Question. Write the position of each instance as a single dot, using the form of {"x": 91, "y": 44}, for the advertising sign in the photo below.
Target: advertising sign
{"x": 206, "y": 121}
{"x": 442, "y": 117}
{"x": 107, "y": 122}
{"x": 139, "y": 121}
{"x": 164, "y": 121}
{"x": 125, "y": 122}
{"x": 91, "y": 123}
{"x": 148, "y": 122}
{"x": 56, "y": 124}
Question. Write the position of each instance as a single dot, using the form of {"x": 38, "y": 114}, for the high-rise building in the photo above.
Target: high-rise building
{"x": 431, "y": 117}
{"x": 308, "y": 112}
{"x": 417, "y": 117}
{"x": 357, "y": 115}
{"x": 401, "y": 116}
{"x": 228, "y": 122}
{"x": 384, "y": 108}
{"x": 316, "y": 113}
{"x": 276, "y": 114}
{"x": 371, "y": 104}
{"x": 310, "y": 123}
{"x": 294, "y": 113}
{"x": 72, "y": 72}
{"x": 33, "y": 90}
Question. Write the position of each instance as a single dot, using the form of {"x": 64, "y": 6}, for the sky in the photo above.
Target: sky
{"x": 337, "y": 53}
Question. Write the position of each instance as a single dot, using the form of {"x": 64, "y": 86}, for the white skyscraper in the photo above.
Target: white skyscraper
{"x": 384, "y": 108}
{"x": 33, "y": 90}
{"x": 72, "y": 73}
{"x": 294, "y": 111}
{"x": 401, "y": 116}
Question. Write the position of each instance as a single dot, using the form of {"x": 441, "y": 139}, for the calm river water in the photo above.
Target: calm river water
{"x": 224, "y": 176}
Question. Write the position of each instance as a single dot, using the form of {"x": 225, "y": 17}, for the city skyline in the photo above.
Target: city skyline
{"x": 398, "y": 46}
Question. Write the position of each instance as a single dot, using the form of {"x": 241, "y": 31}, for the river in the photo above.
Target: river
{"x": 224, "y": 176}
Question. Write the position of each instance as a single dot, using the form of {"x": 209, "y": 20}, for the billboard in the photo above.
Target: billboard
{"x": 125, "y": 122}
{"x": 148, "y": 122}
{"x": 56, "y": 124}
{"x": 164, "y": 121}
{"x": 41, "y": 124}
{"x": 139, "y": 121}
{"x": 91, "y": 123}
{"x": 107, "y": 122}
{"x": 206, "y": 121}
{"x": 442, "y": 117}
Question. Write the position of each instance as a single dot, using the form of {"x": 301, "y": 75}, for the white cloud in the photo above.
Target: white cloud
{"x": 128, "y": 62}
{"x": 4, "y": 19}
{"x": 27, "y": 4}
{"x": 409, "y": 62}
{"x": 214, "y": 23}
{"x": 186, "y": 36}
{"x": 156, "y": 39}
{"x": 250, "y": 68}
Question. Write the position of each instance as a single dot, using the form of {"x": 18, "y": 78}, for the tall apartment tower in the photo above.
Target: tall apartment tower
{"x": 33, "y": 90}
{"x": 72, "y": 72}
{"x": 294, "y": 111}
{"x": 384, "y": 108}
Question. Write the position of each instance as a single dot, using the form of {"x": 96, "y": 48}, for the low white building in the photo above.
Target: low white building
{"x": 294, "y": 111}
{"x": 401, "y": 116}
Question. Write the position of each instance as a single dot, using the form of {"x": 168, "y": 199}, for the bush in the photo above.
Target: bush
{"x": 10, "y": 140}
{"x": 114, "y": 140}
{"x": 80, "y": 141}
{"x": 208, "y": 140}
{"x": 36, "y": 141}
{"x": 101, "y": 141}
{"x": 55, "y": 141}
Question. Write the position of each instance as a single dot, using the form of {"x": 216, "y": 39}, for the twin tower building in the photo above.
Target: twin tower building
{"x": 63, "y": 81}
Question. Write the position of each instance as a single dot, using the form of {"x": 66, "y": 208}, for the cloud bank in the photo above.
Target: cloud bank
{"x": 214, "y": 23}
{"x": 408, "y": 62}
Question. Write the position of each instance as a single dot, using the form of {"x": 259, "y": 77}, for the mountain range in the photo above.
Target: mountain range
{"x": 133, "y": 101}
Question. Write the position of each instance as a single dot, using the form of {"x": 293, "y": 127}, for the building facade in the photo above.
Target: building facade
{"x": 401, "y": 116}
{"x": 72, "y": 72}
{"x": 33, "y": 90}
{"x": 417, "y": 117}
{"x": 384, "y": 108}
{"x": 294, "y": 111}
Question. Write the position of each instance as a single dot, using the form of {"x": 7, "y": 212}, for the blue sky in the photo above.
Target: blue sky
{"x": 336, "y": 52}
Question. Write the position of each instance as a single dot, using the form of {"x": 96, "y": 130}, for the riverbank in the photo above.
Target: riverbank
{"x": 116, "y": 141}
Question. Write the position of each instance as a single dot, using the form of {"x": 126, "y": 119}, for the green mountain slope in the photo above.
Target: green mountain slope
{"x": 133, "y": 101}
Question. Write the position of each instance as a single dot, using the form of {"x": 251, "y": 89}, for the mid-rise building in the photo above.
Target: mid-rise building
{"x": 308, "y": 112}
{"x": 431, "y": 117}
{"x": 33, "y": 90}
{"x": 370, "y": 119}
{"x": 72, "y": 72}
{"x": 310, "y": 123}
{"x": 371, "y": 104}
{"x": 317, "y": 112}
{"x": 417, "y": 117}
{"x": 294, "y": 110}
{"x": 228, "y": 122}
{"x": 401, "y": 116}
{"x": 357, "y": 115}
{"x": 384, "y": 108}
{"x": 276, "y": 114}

...

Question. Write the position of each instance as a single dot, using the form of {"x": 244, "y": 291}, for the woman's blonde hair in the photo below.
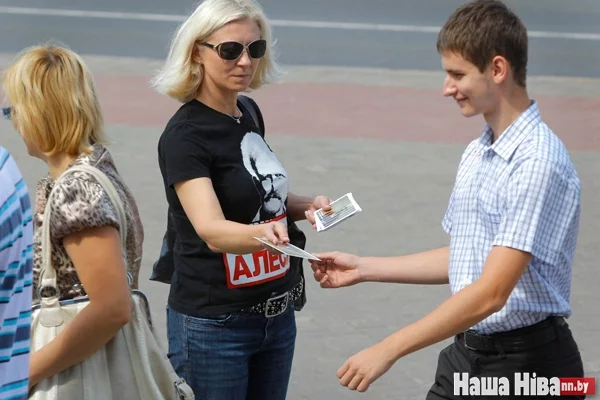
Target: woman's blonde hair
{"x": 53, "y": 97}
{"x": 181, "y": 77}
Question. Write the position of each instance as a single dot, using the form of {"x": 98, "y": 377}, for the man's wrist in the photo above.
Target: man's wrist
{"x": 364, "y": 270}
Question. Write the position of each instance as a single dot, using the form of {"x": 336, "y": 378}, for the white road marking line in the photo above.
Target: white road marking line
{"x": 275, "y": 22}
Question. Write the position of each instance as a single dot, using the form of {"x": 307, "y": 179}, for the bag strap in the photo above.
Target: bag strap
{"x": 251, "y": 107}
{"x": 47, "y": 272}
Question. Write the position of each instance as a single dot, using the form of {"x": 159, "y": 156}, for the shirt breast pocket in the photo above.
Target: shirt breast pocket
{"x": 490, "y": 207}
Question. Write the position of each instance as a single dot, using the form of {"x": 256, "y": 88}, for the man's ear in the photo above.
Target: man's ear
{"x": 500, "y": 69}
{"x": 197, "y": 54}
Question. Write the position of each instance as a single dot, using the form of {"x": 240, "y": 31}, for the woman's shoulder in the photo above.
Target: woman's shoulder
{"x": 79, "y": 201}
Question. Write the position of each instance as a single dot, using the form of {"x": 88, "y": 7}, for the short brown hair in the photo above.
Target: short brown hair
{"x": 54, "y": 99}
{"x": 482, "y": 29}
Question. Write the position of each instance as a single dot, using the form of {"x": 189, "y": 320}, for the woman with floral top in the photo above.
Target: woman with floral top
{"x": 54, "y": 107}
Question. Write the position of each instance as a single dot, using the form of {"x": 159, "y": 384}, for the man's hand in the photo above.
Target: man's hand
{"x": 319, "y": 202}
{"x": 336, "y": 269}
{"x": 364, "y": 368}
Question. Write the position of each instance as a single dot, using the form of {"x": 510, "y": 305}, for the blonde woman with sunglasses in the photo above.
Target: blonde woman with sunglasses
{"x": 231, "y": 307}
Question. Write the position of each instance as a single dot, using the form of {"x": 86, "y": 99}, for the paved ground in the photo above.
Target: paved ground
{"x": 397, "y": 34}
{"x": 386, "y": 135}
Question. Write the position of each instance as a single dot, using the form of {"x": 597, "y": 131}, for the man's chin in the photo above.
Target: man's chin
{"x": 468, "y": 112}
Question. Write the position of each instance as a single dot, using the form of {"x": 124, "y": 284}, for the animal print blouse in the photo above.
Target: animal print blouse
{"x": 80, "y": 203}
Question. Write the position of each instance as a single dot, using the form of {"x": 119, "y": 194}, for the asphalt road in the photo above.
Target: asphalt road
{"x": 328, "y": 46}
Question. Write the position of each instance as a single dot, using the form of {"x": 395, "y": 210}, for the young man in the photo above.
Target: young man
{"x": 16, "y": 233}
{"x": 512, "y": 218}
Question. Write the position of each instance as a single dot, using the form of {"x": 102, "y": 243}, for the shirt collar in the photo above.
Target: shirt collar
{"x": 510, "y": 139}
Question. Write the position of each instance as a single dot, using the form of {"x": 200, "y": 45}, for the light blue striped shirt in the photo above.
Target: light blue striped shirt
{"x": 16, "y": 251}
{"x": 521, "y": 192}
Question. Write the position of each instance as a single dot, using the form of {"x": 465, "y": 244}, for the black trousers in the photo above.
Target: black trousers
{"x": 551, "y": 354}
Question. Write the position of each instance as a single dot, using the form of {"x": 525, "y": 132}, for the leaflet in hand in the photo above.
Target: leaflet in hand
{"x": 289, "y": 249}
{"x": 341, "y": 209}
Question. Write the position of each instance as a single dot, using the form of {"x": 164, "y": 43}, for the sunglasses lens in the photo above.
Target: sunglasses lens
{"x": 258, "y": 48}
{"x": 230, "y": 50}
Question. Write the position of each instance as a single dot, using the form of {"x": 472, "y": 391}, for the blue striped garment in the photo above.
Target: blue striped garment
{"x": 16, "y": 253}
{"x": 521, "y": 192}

--

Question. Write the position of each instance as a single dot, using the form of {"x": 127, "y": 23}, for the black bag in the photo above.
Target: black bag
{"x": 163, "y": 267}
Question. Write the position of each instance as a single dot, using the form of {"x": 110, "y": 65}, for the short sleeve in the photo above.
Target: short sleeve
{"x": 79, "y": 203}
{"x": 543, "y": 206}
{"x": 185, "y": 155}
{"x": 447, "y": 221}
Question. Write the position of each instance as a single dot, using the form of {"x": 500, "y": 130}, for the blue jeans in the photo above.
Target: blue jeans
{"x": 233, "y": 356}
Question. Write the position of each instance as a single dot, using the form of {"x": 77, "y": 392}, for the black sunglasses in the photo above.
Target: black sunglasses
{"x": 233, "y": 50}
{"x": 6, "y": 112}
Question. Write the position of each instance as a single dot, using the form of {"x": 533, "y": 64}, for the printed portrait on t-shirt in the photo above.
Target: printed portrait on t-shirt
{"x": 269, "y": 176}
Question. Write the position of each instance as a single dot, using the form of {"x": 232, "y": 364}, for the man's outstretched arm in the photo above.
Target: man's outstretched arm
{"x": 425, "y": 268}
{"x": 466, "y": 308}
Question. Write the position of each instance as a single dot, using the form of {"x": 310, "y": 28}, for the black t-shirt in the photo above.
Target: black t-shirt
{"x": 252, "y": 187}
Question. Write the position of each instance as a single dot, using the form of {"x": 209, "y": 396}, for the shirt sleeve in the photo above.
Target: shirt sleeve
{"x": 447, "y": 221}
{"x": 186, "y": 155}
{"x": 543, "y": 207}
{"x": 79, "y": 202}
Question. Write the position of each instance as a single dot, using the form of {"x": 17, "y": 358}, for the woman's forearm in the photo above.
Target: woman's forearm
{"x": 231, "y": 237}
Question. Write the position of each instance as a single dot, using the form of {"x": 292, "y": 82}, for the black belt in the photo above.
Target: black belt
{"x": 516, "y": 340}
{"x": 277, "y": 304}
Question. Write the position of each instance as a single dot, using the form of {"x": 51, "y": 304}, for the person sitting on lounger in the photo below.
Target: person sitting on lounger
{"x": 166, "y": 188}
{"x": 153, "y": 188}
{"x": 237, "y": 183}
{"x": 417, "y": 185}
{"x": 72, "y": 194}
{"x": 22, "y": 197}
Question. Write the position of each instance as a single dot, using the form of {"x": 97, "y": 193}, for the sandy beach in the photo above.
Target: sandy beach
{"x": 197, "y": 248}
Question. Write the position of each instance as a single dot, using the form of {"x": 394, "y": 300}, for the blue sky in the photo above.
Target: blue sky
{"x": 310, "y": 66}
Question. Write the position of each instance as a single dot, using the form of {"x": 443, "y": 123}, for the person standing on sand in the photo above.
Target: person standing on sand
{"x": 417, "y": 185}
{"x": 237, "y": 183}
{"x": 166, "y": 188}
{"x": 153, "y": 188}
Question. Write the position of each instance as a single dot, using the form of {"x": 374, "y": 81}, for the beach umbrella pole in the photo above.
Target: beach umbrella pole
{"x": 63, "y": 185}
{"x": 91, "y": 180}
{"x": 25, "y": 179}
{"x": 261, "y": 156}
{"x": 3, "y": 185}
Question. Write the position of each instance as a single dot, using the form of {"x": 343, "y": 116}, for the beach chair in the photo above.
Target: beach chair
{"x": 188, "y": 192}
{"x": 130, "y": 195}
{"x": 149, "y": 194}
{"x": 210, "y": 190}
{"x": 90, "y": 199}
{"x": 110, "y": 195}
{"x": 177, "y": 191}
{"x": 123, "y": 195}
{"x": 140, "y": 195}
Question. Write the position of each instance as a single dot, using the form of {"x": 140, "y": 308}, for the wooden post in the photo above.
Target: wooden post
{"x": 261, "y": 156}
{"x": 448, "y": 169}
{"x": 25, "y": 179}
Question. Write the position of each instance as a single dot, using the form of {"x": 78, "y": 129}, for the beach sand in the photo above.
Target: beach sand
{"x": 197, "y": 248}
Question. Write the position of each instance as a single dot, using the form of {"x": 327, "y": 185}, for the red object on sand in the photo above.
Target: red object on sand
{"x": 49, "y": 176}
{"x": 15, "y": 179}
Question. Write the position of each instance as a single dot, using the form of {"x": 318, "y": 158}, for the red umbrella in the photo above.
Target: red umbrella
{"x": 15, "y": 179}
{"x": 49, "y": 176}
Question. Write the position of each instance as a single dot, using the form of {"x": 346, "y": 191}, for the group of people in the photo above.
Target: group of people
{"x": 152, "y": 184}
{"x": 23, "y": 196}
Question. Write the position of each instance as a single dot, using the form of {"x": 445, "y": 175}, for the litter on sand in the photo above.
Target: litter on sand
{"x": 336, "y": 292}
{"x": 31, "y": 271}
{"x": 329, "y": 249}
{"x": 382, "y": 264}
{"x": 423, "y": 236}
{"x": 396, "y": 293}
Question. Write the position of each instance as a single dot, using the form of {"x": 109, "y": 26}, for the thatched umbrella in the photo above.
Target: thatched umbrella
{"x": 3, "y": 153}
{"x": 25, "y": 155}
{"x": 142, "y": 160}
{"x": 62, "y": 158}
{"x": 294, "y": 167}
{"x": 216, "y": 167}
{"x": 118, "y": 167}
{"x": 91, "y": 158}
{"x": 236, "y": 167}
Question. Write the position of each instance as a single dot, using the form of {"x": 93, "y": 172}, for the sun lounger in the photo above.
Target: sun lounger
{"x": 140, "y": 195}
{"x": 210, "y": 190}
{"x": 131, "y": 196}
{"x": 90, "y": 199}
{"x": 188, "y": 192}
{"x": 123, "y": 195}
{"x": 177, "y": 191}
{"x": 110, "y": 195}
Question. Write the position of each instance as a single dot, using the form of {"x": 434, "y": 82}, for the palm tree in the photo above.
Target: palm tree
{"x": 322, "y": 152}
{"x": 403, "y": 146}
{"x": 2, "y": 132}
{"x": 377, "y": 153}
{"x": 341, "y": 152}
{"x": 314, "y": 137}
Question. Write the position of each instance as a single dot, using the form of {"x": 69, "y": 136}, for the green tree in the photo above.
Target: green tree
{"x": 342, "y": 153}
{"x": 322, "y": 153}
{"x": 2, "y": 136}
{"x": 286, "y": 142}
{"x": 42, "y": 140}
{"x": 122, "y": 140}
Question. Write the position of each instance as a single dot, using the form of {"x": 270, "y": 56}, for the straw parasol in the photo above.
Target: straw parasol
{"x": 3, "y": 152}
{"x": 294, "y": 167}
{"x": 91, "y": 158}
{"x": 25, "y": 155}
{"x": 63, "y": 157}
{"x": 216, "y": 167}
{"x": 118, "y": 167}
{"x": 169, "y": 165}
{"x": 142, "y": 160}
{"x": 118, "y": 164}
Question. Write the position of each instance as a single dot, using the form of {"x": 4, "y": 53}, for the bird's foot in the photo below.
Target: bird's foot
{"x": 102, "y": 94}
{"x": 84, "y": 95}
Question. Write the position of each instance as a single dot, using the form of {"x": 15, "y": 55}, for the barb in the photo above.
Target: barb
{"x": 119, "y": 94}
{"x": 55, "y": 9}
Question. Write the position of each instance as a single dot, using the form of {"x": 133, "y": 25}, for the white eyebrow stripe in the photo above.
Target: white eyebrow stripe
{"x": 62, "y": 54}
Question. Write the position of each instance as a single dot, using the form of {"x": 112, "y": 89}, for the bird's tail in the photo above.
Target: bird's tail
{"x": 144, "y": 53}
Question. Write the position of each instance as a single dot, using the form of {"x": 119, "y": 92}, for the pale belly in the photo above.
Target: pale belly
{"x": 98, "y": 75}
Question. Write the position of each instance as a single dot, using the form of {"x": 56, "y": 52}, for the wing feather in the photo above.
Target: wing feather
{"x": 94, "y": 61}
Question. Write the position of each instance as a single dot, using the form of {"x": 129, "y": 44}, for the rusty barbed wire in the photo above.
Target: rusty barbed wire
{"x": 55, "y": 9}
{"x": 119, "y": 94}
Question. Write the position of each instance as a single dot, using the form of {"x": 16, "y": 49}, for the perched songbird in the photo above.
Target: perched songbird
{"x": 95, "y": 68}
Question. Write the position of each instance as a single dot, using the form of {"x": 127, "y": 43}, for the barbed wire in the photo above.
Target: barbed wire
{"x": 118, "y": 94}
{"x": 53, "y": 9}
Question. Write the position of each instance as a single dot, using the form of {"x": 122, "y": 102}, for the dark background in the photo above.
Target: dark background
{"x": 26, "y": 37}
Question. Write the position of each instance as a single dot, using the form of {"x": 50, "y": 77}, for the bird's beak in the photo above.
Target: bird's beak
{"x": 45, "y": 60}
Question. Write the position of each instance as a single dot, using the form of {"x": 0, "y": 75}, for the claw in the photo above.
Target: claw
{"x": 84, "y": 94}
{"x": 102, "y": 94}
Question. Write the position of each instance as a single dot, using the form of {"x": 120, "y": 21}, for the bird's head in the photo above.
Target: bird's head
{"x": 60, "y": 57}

● **TASK**
What are the lines, exactly as written above, from the line with "marking line in the photo above." to the line with "strap in the photo above.", both included? Output only those.

● **SOLUTION FOR THIS PROBLEM**
Question. Write the position of each instance as a single dot, using the form of {"x": 336, "y": 378}, for the white road marking line in the photo above.
Target: white road marking line
{"x": 275, "y": 22}
Question. Write the position of each instance as a single dot, using the form of {"x": 307, "y": 179}, for the bag strap in the photo above.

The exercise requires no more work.